*TAREFA A REALIZAR*.
Responda, por favor, a estas perguntas sobre o trecho abaixo, numerando as respostas da mesma forma:
1. Que derrotas o trecho diz que eram celebradas?
2. Em que noite um colega comuna disse "Já vencemos o imperialismo norte-americano; agora só falta a burguesia nacional"?
3. Que frase o cineasta Gustavo Dahl disse sobre esquerda e direita?

Qualquer argumento mais sofisticado, qualquer sombra de complexidade era traição. O bolchevique espetava o dedo na cara do intelectual e fuzilava: “O companheiro está sendo muito liberal, pequeno burguês, revisionista”. E o pequeno burguês revisionista ia vomitar atrás da porta. Celebrávamos derrotas: 35, 64, 68. E, a cada derrota, mais fé, mais orgulho de um martírio vão que levou ao suicídio da luta armada. E eu, pequeno burguês revisionista, olhava perplexo a gigantesca fé em uma missão impossível. Sabia que íamos quebrar a cara.
A verdade é que nunca houve bases concretas para o socialismo utópico que praticávamos.
E, a cada fracasso, a fé se reacendia. Os fracassos nos emprestavam uma aura de martírio que nos enobrecia. Era também uma mão na roda para justificar nossa ignorância, pois não precisávamos estudar nada profundamente, por sermos a “favor” do bem e da justiça. A desgraça dos miseráveis nos doía apenas como um problema existencial.
Achávamos que o país se salvaria só pela força das ideias. Um colega comuna me abraçou na noite de 31 de março de 64 e me berrou com jucunda ignorância: “Já vencemos o imperialismo norte-americano; agora só falta a burguesia nacional”. Eu exultei, com uma ponta de medo na alma. Horas depois, a UNE pegava fogo.
Nessa batalha terminológica de esquerda e direita, meu amigo cineasta Gustavo Dahl me disse uma frase sábia: “Esquerda é tudo que é profundo; direita é tudo que é superficial”. Creio que Marx disse algo como: “Para se chegar ao simples, há que atravessar a complexidade”. Essa pretensa esquerda que está saindo do poder é superficial, esquemática, ignorante dos avanços da ciência política, ignorante das buscas do mundo contemporâneo.

*DADOS FORNECIDOS*.
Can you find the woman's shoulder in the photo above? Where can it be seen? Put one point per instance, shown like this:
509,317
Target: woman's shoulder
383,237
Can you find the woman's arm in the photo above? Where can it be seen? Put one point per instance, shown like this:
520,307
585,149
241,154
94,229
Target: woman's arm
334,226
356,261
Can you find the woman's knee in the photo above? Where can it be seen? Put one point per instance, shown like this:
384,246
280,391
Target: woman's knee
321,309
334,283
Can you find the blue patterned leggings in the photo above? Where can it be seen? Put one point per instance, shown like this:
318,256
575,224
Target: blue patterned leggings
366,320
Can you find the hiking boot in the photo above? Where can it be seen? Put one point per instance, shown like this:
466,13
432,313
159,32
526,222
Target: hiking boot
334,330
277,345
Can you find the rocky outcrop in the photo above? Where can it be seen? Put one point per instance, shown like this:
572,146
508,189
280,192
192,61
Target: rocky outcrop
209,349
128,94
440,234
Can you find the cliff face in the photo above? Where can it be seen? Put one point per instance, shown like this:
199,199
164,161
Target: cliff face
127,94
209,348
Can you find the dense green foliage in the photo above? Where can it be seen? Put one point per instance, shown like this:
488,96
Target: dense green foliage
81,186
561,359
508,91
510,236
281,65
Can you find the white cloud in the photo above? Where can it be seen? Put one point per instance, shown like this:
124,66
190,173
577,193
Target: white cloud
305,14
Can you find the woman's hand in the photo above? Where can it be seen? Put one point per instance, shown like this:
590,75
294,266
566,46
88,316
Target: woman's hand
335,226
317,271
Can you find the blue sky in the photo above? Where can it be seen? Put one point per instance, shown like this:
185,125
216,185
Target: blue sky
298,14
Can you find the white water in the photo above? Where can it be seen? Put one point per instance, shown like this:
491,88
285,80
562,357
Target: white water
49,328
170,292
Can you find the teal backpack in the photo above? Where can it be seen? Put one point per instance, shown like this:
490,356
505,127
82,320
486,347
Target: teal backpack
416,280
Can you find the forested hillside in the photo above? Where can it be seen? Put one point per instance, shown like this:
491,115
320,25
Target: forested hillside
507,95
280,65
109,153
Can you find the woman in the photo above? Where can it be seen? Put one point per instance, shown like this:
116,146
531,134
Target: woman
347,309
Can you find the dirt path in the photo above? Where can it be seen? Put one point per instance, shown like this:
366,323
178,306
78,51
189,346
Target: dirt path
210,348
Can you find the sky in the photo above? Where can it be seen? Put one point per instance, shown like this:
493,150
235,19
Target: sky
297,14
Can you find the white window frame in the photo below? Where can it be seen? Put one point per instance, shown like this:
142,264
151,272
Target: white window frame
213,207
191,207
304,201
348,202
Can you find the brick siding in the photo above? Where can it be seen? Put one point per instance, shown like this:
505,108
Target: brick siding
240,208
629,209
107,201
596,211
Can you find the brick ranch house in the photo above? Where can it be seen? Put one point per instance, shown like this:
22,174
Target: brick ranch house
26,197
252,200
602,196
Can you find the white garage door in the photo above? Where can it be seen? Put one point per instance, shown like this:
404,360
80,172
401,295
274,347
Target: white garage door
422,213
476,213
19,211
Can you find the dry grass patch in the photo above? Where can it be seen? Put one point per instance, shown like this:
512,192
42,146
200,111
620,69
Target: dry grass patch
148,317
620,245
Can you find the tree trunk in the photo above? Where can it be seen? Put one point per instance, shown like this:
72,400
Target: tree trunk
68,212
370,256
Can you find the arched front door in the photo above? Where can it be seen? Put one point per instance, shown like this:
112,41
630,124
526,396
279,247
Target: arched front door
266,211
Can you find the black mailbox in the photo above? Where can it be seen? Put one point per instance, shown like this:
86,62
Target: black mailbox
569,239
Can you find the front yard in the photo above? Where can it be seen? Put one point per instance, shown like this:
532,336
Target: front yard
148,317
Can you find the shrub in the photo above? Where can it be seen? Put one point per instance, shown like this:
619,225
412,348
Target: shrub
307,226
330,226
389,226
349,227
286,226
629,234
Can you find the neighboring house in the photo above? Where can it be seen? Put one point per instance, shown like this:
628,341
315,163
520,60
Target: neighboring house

*RESULTADO DA TAREFA*.
1. As derrotas de 35, 64 e 68.
2. Na noite de 31 de março de 64.
3. "Esquerda é tudo que é profundo; direita é tudo que é superficial".